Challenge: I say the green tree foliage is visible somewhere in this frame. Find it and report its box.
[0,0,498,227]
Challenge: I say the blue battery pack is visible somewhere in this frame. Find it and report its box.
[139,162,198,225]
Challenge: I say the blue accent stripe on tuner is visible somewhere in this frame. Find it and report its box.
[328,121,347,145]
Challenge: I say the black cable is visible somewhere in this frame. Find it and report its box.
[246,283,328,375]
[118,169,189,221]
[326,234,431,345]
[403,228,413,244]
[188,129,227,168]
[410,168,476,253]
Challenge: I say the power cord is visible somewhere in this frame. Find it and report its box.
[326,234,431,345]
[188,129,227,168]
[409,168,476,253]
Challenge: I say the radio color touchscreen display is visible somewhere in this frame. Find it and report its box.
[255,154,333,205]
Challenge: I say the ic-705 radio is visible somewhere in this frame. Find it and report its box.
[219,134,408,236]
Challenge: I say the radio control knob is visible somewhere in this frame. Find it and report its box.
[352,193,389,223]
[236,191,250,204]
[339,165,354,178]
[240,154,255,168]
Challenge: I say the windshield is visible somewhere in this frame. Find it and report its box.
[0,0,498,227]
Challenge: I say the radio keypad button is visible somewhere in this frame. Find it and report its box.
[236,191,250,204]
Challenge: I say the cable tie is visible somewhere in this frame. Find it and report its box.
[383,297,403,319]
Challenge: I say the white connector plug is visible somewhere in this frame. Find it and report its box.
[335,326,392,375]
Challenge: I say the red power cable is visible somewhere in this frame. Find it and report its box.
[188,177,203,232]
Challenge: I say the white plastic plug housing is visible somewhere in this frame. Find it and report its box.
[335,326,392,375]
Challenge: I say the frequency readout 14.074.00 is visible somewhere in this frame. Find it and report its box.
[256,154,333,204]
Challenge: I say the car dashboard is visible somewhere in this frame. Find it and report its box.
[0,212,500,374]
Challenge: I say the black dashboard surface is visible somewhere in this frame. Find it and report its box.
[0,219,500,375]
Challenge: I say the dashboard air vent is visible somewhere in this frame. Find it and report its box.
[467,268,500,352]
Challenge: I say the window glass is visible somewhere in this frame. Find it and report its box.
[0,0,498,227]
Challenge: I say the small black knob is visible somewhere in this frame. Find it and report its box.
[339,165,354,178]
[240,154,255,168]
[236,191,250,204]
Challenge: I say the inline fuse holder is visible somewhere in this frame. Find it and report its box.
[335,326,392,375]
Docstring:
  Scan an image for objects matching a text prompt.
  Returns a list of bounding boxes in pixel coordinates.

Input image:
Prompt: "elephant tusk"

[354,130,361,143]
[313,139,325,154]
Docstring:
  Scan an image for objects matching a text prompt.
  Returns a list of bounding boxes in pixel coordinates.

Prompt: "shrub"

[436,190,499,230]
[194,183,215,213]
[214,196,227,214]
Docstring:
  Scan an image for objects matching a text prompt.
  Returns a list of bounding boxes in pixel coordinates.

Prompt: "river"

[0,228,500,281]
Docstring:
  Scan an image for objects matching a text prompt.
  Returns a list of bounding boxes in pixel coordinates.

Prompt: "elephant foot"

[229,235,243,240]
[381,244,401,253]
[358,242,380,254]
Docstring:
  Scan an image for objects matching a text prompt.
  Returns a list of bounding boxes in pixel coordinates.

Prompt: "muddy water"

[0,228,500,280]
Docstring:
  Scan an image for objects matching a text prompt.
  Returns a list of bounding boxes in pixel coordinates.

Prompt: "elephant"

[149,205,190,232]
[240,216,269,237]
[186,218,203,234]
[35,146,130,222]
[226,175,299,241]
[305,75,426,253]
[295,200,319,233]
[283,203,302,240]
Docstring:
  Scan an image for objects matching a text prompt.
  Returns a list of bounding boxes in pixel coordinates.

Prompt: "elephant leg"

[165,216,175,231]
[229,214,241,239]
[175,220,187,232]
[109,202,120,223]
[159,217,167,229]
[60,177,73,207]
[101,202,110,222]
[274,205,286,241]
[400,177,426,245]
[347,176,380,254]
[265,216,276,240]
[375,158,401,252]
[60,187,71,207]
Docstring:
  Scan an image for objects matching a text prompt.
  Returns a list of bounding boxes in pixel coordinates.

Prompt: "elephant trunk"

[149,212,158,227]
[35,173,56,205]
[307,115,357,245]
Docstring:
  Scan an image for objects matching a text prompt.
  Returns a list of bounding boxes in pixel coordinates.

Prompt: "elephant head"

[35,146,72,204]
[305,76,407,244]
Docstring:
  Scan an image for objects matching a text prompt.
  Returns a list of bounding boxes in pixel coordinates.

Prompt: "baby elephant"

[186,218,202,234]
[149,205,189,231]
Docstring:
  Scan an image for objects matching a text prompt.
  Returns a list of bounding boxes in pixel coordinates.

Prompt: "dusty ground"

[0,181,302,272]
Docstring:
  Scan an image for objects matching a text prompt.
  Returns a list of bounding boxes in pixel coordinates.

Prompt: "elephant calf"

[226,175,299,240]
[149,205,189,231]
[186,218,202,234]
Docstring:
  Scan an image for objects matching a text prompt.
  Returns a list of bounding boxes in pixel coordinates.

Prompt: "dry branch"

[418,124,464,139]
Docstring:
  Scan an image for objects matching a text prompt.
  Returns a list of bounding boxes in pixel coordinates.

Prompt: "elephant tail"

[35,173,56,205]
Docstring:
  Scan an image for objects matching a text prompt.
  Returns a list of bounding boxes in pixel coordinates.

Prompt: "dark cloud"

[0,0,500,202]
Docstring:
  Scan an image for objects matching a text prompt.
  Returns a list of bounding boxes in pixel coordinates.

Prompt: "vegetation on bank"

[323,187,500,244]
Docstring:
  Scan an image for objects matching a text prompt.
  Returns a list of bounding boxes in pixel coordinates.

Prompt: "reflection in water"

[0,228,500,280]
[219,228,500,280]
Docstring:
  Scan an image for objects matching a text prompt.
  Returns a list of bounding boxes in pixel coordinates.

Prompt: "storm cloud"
---*---
### [SET PROBLEM]
Rewrite every line of the entries above as a numbered list, skipping any blank lines.

### [FINAL ANSWER]
1. Challenge: I say the green tree foliage is visible somewhere in this frame. Find it and report its box.
2. [0,0,498,227]
3. Challenge: I say the blue battery pack is visible somewhere in this frame. Find it and report its box.
4. [139,162,198,225]
5. Challenge: I say the blue accent stripe on tuner is visible somewhere in this frame. Find it and report its box.
6. [328,121,347,145]
7. Challenge: I say the black cable is visible somewhere in this frame. Find it and report its box.
8. [246,283,328,375]
9. [118,169,189,221]
10. [326,234,431,345]
11. [403,228,413,244]
12. [188,129,227,168]
13. [410,168,476,253]
14. Challenge: I say the power cord is visible somewhere in this frame. Find it and report its box.
15. [326,234,431,345]
16. [188,129,227,168]
17. [409,168,476,253]
18. Challenge: I say the radio color touchscreen display is visible somewhere in this frame. Find it and report its box.
19. [255,154,333,205]
20. Challenge: I say the ic-705 radio is visible somewhere in this frame. Find it and report its box.
21. [219,134,408,236]
22. Challenge: I say the radio control knob is visible somewhere in this frame. Find it and report its box.
23. [352,193,389,223]
24. [236,191,250,204]
25. [339,165,354,178]
26. [240,154,255,168]
27. Challenge: I say the windshield is visible somewhere in this frame. Find it and report its box.
28. [0,0,498,227]
29. Challenge: I say the radio keypad button is visible somewhere in this frame. Find it and report its box.
30. [236,191,250,204]
31. Challenge: I say the cable tie is visible somewhere in this frame. Find it and report its box.
32. [383,297,403,319]
33. Challenge: I say the white connector plug is visible somewhere in this frame. Find it and report its box.
34. [335,326,392,375]
35. Challenge: I say the red power cable is visible somewhere in this frame. Find it and report its box.
36. [188,177,203,232]
37. Challenge: I say the white plastic plug housing is visible somewhere in this frame. Find it and report its box.
38. [335,326,392,375]
39. Challenge: I say the frequency readout 14.074.00 is visible somewhere in this frame. Find it and report its box.
40. [256,154,333,204]
41. Challenge: I say the car dashboard is visible somewhere in this frame. Find it and report its box.
42. [0,212,500,374]
43. Challenge: I say the black dashboard surface is visible somewhere in this frame. Find it and report its box.
44. [0,219,500,375]
45. Challenge: I say the dashboard air vent is visible somewhere in this frame. Find it and report its box.
46. [467,268,500,352]
47. Challenge: I say the window glass is visible somewhere in this frame. Find it and report its box.
48. [0,0,498,227]
49. Challenge: I say the small black knob is visible somewhere in this frame. Find it and report its box.
50. [339,165,354,178]
51. [240,154,255,168]
52. [236,191,250,204]
53. Challenge: I say the inline fuse holder is visible somewhere in this frame. Find it and report its box.
54. [335,326,392,375]
55. Docstring:
56.   Scan an image for objects matching a text prompt.
57.   Returns a list of bounding boxes in pixel coordinates.
58. Input image:
59. Prompt: "elephant tusk"
60. [354,130,361,143]
61. [313,139,325,154]
62. Docstring:
63.   Scan an image for objects matching a text prompt.
64.   Returns a list of bounding boxes in pixel coordinates.
65. Prompt: "shrub"
66. [436,190,499,230]
67. [194,183,215,213]
68. [214,196,227,214]
69. Docstring:
70.   Scan an image for objects matching a text prompt.
71.   Returns a list of bounding boxes in pixel coordinates.
72. Prompt: "river"
73. [0,228,500,281]
74. Docstring:
75.   Scan an image for objects matching a text prompt.
76.   Returns a list of bounding boxes in pixel coordinates.
77. Prompt: "elephant foot"
78. [229,235,243,240]
79. [381,244,401,253]
80. [358,242,380,254]
81. Docstring:
82.   Scan an image for objects matching a text prompt.
83.   Returns a list of bounding boxes in pixel coordinates.
84. Prompt: "muddy water"
85. [0,228,500,280]
86. Docstring:
87.   Scan an image for objects matching a text prompt.
88.   Returns a list of bounding boxes in pixel coordinates.
89. Prompt: "elephant"
90. [149,205,190,232]
91. [240,216,269,237]
92. [186,218,203,234]
93. [35,146,130,222]
94. [226,175,299,241]
95. [305,75,426,253]
96. [295,200,319,233]
97. [283,203,302,240]
98. Docstring:
99.   Scan an image for objects matching a text prompt.
100.   Returns a list of bounding boxes in pixel coordinates.
101. Prompt: "elephant leg"
102. [165,216,175,231]
103. [229,214,241,239]
104. [175,220,187,232]
105. [109,202,120,223]
106. [159,217,167,229]
107. [60,177,73,207]
108. [101,202,110,222]
109. [274,205,286,241]
110. [400,177,426,245]
111. [347,176,380,254]
112. [265,216,276,240]
113. [375,158,401,252]
114. [60,187,71,207]
115. Docstring:
116.   Scan an image for objects matching a text prompt.
117.   Returns a list of bounding boxes in pixel coordinates.
118. Prompt: "elephant trunk"
119. [149,212,158,227]
120. [35,173,56,205]
121. [307,115,357,245]
122. Docstring:
123.   Scan an image for objects matching a text prompt.
124.   Returns a list of bounding boxes in pixel coordinates.
125. Prompt: "elephant head"
126. [35,146,72,204]
127. [305,76,407,244]
128. Docstring:
129.   Scan an image for objects matching a text prompt.
130.   Returns a list of bounding boxes in pixel coordinates.
131. Prompt: "baby elephant"
132. [186,218,202,234]
133. [149,205,189,231]
134. Docstring:
135.   Scan an image for objects matching a text prompt.
136.   Returns a list of bounding boxes in pixel coordinates.
137. Prompt: "dusty ground"
138. [0,181,302,272]
139. Docstring:
140.   Scan an image for objects matching a text prompt.
141.   Returns a list of bounding boxes in pixel coordinates.
142. Prompt: "elephant calf"
143. [226,175,299,240]
144. [149,205,189,231]
145. [186,218,202,234]
146. Docstring:
147.   Scan an image for objects matching a text prompt.
148.   Returns a list of bounding boxes in pixel coordinates.
149. Prompt: "dry branch"
150. [418,124,464,139]
151. Docstring:
152.   Scan an image for objects matching a text prompt.
153.   Returns a list of bounding boxes in pixel coordinates.
154. Prompt: "elephant tail"
155. [35,173,56,205]
156. Docstring:
157.   Scan an image for objects matching a text prompt.
158.   Returns a list of bounding boxes in pixel coordinates.
159. Prompt: "dark cloud"
160. [0,0,500,202]
161. Docstring:
162.   Scan an image for objects matching a text prompt.
163.   Returns a list of bounding boxes in pixel coordinates.
164. Prompt: "vegetation on bank"
165. [323,187,500,244]
166. Docstring:
167.   Scan an image for objects matching a text prompt.
168.   Returns a list of bounding boxes in pixel coordinates.
169. Prompt: "reflection in water"
170. [0,228,500,280]
171. [219,228,500,280]
172. Docstring:
173.   Scan an image for objects matching a text prompt.
174.   Returns a list of bounding boxes in pixel coordinates.
175. Prompt: "storm cloud"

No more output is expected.